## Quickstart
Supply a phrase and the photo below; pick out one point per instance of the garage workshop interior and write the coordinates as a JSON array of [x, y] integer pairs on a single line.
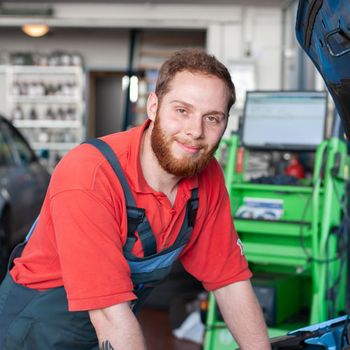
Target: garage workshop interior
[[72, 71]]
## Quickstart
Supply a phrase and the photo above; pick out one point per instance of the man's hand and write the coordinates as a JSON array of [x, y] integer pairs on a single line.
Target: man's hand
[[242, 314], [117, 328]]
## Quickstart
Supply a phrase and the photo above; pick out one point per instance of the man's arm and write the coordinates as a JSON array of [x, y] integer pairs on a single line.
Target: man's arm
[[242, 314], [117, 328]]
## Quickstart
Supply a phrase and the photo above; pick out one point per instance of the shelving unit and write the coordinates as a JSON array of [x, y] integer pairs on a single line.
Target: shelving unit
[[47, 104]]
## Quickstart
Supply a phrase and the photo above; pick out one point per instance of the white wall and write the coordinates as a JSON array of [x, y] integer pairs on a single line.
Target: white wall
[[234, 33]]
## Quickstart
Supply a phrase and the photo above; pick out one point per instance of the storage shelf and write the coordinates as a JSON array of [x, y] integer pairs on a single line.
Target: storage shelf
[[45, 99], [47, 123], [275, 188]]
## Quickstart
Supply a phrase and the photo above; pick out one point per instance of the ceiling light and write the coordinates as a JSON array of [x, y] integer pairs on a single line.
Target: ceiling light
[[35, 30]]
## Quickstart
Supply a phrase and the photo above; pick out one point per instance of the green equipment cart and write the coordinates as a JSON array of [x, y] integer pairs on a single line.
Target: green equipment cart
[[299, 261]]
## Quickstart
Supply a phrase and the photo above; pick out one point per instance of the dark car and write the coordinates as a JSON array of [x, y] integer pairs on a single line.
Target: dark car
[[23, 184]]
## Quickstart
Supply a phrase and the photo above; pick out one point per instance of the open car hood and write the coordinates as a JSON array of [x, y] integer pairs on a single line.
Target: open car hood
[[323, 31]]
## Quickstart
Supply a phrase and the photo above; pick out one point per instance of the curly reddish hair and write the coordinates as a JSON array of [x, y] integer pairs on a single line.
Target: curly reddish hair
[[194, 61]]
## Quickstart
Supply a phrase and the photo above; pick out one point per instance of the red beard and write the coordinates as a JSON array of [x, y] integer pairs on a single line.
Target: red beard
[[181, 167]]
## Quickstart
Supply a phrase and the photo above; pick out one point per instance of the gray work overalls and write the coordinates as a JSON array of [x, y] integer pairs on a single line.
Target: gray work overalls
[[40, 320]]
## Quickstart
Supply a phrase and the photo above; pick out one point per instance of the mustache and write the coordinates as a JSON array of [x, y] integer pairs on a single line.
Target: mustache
────────
§ To do: Rewrite the records starting at their beginning and ending at the line containing "[[45, 99], [47, 123], [275, 188]]". Multiply every coordinate value by 1.85 and round to whole numbers with halves rounded up, keep all other text unchanged, and leave out the pictures.

§ Answer to this task:
## Quickstart
Supply a phrase and the photo below; pick out one point per instance of the garage workshop interior and write the coordinates as a JSON array of [x, y] integer pairs on a single line.
Target: garage workshop interior
[[133, 131]]
## Quickstart
Supply a phrase and the photo above; pick out one point per instance of the man's hand and write the coordinates as a JSON array of [x, y] integer pairs on a single line.
Target: man's hand
[[448, 581], [216, 607]]
## Quickstart
Supply a phrase and the photo above; pick out one point per instance of the man's arm and write the coordinates as a JSON array of [x, y] integer pairs on a single line.
Target: man's arm
[[448, 581], [216, 607]]
## Quickstart
Supply a phrase and the photo above; pick out one point per instance of the shelving unit and write the coordinates as a JSON array of [x, y] integer pairs on a single line.
Target: shelving unit
[[87, 192]]
## Quickstart
Supply a phrase and the photo above; pick out one point per instance of the white wall and write the coordinates as a JSON array of [x, y] integer pairs on a single line.
Target: white wall
[[433, 61]]
## Quickstart
Supply a phrase and the photo above; pick out one point per instance of the storage shelf and write the coordinates as a JSON array of [x, y] integer pairs on a single line.
Target: storage shelf
[[83, 183], [87, 228], [509, 348]]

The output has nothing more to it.